Kitabın Yazarı Milan Kundera Kimdir?

Milan Kundera, Çek-Fransız asıllı yazar. Kundera, 1 Nisan 1929'da Çekoslovakya'nın Brno şehrinde doğmuştur. 15 kitap yazmış, sayısız ödül almış, yazarlık mesleği yanında uzun yıllar müzik ve sinemayla profesyonel olarak uğraşmıştır. Yaşamını Paris'te, eşiyle birlikte sürdürmektedir.

Yaşamı

1929 yılında, orta halli Kundera ailesinin ikinci çocuğu olarak dünyaya geldi. Babası Ludvik Kundera (1891-1971), 1948-1961 yılları arasında Brno Müzik Akademisi müdürlüğü yapmış olan, ünlü müzikolojist ve piyanist Leoš Janaček'in öğrencisiydi. İlk piyano derslerini babasından aldı ve ilerleyen yıllarda kendisi de müzikoloji üzerine çalışmalar yaptı.

Lise eğitimini 1948 yılında Brünn'de bitirdikten sonra, Charles Üniversitesi Güzel Sanatlar Fakültesi'nde, edebiyat ve estetik üzerine eğitim gördü. İki dönem sonra Film Akademisi'ne geçti ve yönetmenlik konusunda ilk makalelerini yazdı fakat daha sonra çalışmalarını politik baskı yüzünden durdurmak zorunda kaldı.

II. Dünya Savaşı'nın sonunda Komünist Parti'ye üye oldu. Ancak 1948'in şubat ayında partiden çıkarıldı. 1950 yılında da bir diğer Çek yazar Jan Trefulka Komünist Parti'ye karşı faaliyetlerde bulunmaktan, partiden uzaklaştırıldı. Trefulka o günlerde gerçekleşen olayları 1962 yılında yazdığı Pršelo jim štěstí (Onlardan Yükselen Mutluluk) romanında anlattı. Kundera'ysa o günlerde başına gelenleri bir şaka olarak görmüş olacak ki, partiden çıkarılma sürecinde başına gelenleri anlattığı kitabının ismini Žert (Şaka) koydu. 1956 yılında Komünist Parti'ye tekrar giren Milan Kundera, 1976 yılında ikinci kez, Vaclav Havel gibi ünlü yazarlar ve sanatçılarla birlikte partiden ihraç edildi.

--- Verilen Kayıtlar ---
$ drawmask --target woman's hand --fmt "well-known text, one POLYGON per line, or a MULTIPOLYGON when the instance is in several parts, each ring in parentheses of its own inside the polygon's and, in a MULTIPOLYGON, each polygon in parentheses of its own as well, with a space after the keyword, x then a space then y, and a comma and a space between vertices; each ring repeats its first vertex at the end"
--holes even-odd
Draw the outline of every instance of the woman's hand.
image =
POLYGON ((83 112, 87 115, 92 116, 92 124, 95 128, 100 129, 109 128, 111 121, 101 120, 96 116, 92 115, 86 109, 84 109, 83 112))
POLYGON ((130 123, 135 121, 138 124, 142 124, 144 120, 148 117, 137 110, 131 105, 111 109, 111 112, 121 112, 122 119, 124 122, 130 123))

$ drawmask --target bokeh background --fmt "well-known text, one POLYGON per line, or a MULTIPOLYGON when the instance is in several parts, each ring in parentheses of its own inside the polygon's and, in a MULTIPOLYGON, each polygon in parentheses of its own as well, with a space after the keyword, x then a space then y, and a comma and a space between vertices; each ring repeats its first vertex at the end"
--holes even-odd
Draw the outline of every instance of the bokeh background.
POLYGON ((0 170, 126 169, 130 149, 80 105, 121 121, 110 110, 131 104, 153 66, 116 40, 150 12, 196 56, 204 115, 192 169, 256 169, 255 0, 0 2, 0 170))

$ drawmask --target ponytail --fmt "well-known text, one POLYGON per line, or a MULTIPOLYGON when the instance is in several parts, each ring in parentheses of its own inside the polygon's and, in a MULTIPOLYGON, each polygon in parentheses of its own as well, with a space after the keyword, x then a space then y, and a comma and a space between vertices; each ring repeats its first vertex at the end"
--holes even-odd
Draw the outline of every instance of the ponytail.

--- Yapılacak Görevler ---
1 – Milan Kundera hakkındaki metne göre şu soruları yanıtlayın:
(a) Kundera hangi şehirde doğmuştur?
(b) Kundera lise eğitiminden sonra hangi üniversitenin hangi fakültesinde eğitim görmüştür?
(c) Kundera, partiden çıkarılma sürecinde başına gelenleri anlattığı kitabına hangi adı vermiştir?
2 – Milan Kundera hakkındaki metnin devamını, son cümlesinden itibaren yazın.
Kayıtların metinle hiçbir ilgisi yoktur.

--- Yanıt Listesi ---
1 –
(a) Çekoslovakya'nın Brno şehrinde doğmuştur.
(b) Charles Üniversitesi Güzel Sanatlar Fakültesi'nde eğitim görmüştür.
(c) Kitabına Žert (Şaka) adını vermiştir.

2 –
1968'deki Rus istilasından sonra, Prag Müzik ve Sanatlar Akademisindeki görevinden uzaklaştırılan Kundera, politik baskılara dayanamayarak Fransa'ya göç etti ve 1981 yılında Fransa vatandaşı oldu. 1979 yılında yazdığı "Gülüşün ve Unutuşun" kitabının yayınlanmasının ardından Çekoslovak hükümeti Kundera'yı vatandaşlıktan çıkardı.

1980 yılında Gabriel Garcia Marquez'in aldığı Commonwealth Ödülü'nü, 1981 yılında Tennessee Williams'la paylaştı. En bilinen romanı Varolmanın Dayanılmaz Hafifliği 1988 yılında Philip Kaufman tarafından sinemaya uyarlandı. 1983 yılında Michigan Üniversitesi tarafından fahri doktora unvanı verilen Kundera 1985 yılında da Kudüs Ödülü'ne layık görüldü.

Çağımızın en başarılı düşünsel roman yazarı ve varoluşçuların sonuncusu olarak nitelendirilen Kundera'nın son kitabı "Bir Buluşma" 2009 yılında yayınlanıp 2010 yılında ise Türkçeye çevrilmiştir.

Ödülleri

Medicis Ödülü (Yaşam Başka Yerde)

Mondello Ödülü (Jacques İle Efendisi)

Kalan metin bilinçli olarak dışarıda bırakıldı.